▸ **About this exercise**: Give again the entries below exactly, beginning at the first line and ending at the line with "positive clicks: (610, 79) (320, 77)".

▸ **The records**:
____________
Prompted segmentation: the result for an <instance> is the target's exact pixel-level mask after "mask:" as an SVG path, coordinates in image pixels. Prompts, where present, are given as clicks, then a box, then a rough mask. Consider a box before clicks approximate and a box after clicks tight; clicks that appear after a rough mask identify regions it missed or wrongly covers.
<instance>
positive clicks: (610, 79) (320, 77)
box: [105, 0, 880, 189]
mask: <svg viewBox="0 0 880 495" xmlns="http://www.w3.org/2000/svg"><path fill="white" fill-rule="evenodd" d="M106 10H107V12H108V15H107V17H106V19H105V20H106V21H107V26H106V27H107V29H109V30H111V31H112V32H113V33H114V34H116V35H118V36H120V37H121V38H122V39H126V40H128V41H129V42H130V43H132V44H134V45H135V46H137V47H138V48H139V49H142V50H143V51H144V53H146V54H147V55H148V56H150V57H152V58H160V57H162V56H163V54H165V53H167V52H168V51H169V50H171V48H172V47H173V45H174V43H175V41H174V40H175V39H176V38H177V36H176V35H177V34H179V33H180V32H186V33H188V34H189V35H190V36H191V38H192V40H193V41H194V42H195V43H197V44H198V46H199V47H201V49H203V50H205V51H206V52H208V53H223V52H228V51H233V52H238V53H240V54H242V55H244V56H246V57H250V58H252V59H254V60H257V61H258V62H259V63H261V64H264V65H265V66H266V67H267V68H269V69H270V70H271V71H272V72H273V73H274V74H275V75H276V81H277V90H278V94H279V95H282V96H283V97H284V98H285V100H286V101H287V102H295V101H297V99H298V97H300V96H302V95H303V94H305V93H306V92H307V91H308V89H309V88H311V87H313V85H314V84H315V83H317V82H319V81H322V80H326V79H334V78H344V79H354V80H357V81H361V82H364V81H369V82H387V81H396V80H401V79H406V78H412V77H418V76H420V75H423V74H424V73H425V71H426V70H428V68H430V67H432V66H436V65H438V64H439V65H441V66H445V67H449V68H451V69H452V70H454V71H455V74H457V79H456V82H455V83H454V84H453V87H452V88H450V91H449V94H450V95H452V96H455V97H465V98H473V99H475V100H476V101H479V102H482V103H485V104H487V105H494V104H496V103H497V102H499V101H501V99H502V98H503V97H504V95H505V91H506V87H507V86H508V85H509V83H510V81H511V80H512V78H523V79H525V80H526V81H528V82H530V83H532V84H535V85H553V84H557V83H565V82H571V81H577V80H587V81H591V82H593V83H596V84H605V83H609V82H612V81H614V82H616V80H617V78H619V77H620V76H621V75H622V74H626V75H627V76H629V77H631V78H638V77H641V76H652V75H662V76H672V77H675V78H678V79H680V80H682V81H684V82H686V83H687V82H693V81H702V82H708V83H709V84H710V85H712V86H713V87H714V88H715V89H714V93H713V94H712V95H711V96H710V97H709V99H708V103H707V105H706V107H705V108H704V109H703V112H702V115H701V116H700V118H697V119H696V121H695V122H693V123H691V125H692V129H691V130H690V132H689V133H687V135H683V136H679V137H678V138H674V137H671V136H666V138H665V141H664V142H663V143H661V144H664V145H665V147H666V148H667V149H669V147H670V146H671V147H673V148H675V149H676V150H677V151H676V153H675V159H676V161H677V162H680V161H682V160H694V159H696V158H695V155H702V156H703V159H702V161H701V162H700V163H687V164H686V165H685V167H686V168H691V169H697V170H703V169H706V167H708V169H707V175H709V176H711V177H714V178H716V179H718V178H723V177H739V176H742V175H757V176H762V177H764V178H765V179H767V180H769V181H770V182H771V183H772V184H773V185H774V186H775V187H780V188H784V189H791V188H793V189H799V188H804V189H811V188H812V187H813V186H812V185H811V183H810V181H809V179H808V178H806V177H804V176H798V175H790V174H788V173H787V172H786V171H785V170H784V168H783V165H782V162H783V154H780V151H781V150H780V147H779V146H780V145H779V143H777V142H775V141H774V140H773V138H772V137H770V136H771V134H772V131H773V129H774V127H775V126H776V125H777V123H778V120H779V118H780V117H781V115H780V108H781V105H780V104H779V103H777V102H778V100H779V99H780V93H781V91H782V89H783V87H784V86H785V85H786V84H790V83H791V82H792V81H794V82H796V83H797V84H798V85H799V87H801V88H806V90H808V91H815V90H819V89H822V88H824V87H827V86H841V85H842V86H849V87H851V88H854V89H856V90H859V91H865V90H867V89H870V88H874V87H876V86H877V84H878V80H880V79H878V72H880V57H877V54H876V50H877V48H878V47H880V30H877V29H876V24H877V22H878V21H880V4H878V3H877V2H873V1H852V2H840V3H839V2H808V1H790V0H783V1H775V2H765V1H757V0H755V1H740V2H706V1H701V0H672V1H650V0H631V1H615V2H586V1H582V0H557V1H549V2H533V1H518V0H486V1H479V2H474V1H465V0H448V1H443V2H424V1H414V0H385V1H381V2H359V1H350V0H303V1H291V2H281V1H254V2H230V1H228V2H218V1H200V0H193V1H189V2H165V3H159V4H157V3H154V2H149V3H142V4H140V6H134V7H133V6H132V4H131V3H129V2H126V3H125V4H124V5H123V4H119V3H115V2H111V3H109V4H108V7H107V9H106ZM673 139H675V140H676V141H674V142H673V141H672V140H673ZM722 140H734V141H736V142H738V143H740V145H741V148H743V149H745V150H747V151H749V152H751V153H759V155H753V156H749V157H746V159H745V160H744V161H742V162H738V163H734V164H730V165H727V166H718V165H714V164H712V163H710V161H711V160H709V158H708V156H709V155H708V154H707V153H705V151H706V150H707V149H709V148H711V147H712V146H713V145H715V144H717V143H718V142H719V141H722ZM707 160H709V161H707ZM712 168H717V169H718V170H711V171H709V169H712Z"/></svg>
____________
▸ **Task solution**:
Prompted segmentation: the result for an <instance> is the target's exact pixel-level mask after "mask:" as an SVG path, coordinates in image pixels. Prompts, where present, are given as clicks, then a box, then a rough mask. Consider a box before clicks approximate and a box after clicks tight; clicks that appear after a rough mask identify regions it missed or wrongly covers.
<instance>
positive clicks: (610, 79) (320, 77)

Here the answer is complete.